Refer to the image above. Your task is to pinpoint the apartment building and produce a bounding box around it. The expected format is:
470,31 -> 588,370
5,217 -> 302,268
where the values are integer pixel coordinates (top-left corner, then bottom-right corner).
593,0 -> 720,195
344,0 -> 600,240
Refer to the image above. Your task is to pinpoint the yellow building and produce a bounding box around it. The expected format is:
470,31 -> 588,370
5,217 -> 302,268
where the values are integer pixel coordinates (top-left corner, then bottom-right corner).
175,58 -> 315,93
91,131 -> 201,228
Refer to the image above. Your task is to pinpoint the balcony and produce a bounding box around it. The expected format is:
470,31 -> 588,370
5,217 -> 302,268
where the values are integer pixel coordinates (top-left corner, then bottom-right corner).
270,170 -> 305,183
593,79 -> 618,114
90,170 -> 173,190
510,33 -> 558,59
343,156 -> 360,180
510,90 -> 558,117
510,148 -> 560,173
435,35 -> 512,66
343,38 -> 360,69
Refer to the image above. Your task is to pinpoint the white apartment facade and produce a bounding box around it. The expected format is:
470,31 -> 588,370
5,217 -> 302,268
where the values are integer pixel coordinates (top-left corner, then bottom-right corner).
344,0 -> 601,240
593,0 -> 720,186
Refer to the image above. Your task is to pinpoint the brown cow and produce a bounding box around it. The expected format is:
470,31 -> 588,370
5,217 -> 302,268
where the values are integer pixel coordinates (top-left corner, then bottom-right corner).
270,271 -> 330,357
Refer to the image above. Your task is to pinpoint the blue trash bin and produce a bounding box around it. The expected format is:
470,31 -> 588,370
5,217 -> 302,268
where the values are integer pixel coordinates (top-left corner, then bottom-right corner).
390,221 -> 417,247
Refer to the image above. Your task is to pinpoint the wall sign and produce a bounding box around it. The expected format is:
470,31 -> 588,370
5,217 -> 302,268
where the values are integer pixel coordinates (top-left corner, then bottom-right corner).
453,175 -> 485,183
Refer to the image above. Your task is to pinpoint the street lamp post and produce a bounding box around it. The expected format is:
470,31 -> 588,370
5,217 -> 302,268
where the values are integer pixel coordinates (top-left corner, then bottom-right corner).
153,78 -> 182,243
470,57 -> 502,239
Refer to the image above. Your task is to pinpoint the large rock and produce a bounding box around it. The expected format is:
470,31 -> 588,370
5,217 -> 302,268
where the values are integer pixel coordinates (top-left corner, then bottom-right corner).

Exercise aim:
Begin at the line that has "pinpoint the brown" and stop after the line that has "390,221 -> 417,247", then reproduce those records with "bounding box" swapped for "bounding rectangle" and all else unchanged.

Reply to the exercise:
Refer to the image above. Your task is to pinpoint the brown cow and produce a bounding rectangle around it. The expected format is:
470,31 -> 588,370
5,217 -> 302,268
where the values are integer pixel coordinates (top-left corner, then bottom-right corner).
270,271 -> 330,357
Refer to the image above. Your task is to pinpoint the blue trash bin and produce a bounding rectangle around it. The expected format is:
470,31 -> 588,370
5,217 -> 302,268
where the values are integer pixel coordinates (top-left corner, then bottom-right corner).
390,221 -> 417,247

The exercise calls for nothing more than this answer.